Task directions
Omit every picture and write out the rest of the records exactly.
==========
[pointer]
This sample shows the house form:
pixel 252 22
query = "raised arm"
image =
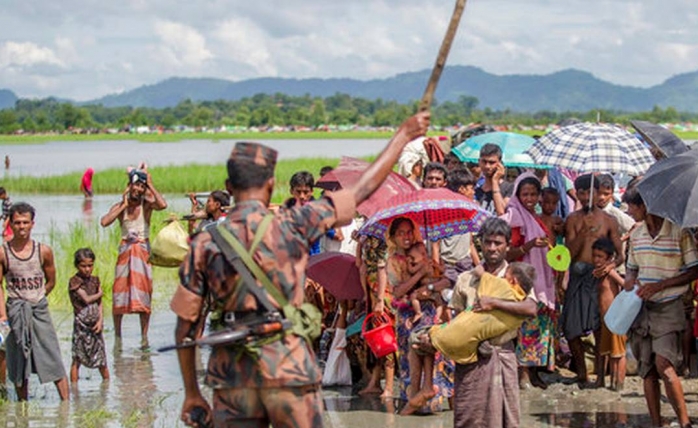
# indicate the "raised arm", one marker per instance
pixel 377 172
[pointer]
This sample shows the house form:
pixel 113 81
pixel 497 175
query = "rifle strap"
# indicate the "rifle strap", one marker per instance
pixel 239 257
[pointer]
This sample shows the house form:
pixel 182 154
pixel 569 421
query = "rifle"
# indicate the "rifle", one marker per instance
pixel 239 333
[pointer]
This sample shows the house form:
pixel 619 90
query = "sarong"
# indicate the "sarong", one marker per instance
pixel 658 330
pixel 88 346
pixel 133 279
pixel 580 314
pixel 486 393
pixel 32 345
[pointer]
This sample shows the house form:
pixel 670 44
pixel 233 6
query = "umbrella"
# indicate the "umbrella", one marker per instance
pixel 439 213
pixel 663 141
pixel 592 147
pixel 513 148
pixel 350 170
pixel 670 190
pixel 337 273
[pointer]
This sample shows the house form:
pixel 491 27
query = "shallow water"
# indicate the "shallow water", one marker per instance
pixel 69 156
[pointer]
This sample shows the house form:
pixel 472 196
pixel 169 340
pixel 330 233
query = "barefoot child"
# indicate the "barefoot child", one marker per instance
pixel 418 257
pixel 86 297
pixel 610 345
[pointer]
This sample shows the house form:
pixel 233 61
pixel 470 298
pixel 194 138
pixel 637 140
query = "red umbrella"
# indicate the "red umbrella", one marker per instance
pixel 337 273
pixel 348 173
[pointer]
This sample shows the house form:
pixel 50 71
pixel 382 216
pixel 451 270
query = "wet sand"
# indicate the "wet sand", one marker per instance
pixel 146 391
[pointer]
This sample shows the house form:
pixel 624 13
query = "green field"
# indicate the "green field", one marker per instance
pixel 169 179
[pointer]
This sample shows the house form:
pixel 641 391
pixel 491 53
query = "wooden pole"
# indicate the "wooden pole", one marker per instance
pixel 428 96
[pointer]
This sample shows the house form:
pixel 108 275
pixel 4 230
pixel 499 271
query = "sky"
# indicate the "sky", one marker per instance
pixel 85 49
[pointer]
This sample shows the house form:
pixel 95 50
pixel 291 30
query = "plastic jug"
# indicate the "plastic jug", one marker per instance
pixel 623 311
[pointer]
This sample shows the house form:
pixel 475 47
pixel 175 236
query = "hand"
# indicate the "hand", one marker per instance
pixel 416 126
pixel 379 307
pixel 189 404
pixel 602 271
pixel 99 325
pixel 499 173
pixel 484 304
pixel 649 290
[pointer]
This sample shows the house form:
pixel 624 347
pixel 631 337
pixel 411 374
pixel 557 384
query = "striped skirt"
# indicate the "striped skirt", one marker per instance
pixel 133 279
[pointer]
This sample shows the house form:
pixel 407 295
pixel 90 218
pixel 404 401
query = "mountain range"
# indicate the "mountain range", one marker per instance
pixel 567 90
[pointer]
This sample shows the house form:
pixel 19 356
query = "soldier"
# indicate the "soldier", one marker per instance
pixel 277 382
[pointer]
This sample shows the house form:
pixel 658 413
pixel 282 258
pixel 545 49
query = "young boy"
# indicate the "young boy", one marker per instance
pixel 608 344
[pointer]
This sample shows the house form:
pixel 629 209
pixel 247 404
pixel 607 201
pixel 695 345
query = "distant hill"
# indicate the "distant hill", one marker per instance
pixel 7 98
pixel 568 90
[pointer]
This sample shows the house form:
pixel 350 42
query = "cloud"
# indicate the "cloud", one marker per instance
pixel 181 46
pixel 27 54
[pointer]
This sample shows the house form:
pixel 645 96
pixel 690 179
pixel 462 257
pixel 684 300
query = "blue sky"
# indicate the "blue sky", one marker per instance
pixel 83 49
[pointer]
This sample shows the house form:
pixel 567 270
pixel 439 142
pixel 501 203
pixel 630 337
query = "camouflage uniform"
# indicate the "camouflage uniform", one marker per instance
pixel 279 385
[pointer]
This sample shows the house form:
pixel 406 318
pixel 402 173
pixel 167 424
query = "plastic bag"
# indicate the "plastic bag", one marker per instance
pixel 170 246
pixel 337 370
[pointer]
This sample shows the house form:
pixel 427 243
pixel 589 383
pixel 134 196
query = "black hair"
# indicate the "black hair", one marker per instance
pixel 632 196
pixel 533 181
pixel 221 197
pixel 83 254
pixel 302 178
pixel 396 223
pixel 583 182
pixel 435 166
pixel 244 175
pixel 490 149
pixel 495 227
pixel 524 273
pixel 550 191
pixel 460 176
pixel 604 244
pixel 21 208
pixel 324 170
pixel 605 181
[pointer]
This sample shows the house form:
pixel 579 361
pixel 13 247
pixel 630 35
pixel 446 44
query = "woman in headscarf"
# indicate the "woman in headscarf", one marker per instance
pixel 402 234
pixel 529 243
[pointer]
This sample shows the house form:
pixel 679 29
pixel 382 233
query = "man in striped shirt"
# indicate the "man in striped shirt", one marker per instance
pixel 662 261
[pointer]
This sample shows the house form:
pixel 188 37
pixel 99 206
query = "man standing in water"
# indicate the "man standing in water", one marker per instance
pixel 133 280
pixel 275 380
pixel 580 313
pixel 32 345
==========
Task output
[pointer]
This sample shows the house form:
pixel 252 22
query = "raised arm"
image =
# indicate the "raised arm", one marker per instance
pixel 377 172
[pointer]
This sample shows the house form:
pixel 113 81
pixel 497 175
query = "rifle strap"
# indicate the "rifle strap", one marker per instance
pixel 239 257
[pointer]
This sample shows the house form:
pixel 182 154
pixel 569 421
query = "rifle"
# indicate the "rifle", one marker per instance
pixel 239 333
[pointer]
This sample shows the house form:
pixel 619 90
query = "sarong"
# indicate the "sarong", one marker per instance
pixel 658 330
pixel 88 346
pixel 133 279
pixel 580 314
pixel 486 393
pixel 32 345
[pointer]
This sample shows the house form:
pixel 670 44
pixel 233 6
query = "umbrella"
# indicate the "umbrella", one marker per instance
pixel 439 213
pixel 663 141
pixel 592 147
pixel 513 148
pixel 350 170
pixel 670 190
pixel 337 273
[pointer]
This sample shows the house form:
pixel 491 27
query = "shallow water"
# indicate the "shallow water", one marker per instance
pixel 69 156
[pointer]
This sample shows the house form:
pixel 472 196
pixel 169 340
pixel 330 233
query = "barefoot child"
# indicate the "barefoot child", one marker per instance
pixel 418 257
pixel 86 297
pixel 610 345
[pointer]
This sample shows the house form:
pixel 233 61
pixel 470 298
pixel 194 138
pixel 637 140
query = "red umbrella"
# indicate the "red umbrella", one marker per instance
pixel 337 273
pixel 348 173
[pointer]
This sample shows the house form:
pixel 50 71
pixel 382 216
pixel 451 270
query = "wet sand"
# indicate the "wet sand", one marker per instance
pixel 146 391
[pointer]
This sample shows the house form:
pixel 624 13
query = "green field"
# indicate the "green field", one marker per instance
pixel 169 179
[pointer]
This sample shows the house form:
pixel 641 391
pixel 491 53
query = "wooden pole"
# indicate the "wooden pole", one marker per instance
pixel 428 96
[pointer]
This sample shows the house form:
pixel 108 275
pixel 4 230
pixel 499 271
query = "sky"
# indicate the "sky", one marker per instance
pixel 85 49
[pointer]
This sample shows the house form:
pixel 95 50
pixel 291 30
query = "plastic jug"
# indicate the "plastic jug", one marker per instance
pixel 623 311
[pointer]
This sample shows the house form:
pixel 475 47
pixel 175 236
query = "hand"
# indicate the "hand", one marker per instance
pixel 416 126
pixel 379 307
pixel 189 404
pixel 602 271
pixel 99 325
pixel 499 173
pixel 484 304
pixel 649 290
[pointer]
This sample shows the house form:
pixel 624 347
pixel 631 337
pixel 411 374
pixel 557 384
query = "striped skirt"
# indicate the "striped skirt", one marker per instance
pixel 133 279
[pointer]
This sample shows the house form:
pixel 407 295
pixel 90 218
pixel 404 401
query = "mountain range"
# indicate the "mountain range", one marker per instance
pixel 567 90
[pointer]
This sample shows the house form:
pixel 19 356
query = "soldier"
# indicate the "soldier", one marker per instance
pixel 277 382
[pointer]
This sample shows the house form:
pixel 658 413
pixel 282 258
pixel 545 49
query = "young boy"
# indicate the "young boy", one marker per instance
pixel 608 344
[pointer]
This sample shows the house form:
pixel 629 209
pixel 247 404
pixel 607 201
pixel 695 345
query = "distant hill"
# indicate the "distant hill", one marker per instance
pixel 7 98
pixel 568 90
[pointer]
This sample shows the house form:
pixel 350 42
query = "cloud"
# indicate the "cloud", one marker per instance
pixel 181 46
pixel 27 54
[pointer]
This sample shows the house form:
pixel 645 96
pixel 690 179
pixel 462 257
pixel 684 300
query = "blue sky"
# indicate the "blue sky", one marker per instance
pixel 83 49
[pointer]
This sample shows the house form:
pixel 567 270
pixel 439 142
pixel 501 203
pixel 630 337
query = "camouflage uniform"
# indicate the "camouflage uniform", one marker per instance
pixel 279 385
[pointer]
This sample shows the house form:
pixel 406 318
pixel 402 173
pixel 167 424
query = "plastic bag"
# indicate the "plastic bag", one marker per instance
pixel 170 246
pixel 337 370
[pointer]
This sample shows the house form:
pixel 427 243
pixel 589 383
pixel 134 196
query = "black hair"
# indicate the "black hair", one marker per instance
pixel 632 196
pixel 533 181
pixel 221 197
pixel 83 254
pixel 302 178
pixel 396 223
pixel 583 182
pixel 435 166
pixel 244 175
pixel 490 149
pixel 495 227
pixel 524 273
pixel 550 191
pixel 460 176
pixel 604 244
pixel 21 208
pixel 324 170
pixel 605 181
[pointer]
This sample shows the house form:
pixel 579 361
pixel 13 247
pixel 630 35
pixel 446 44
query = "woman in headscarf"
# indicate the "woman in headscarf", one marker per instance
pixel 402 234
pixel 529 243
[pointer]
This sample shows the house form:
pixel 679 29
pixel 382 233
query = "man in striped shirt"
# indicate the "man in striped shirt", one marker per instance
pixel 662 261
[pointer]
This sample shows the house form:
pixel 188 37
pixel 99 206
query = "man standing in water"
# indicate the "man standing in water", one marker per instance
pixel 133 280
pixel 275 380
pixel 580 313
pixel 32 345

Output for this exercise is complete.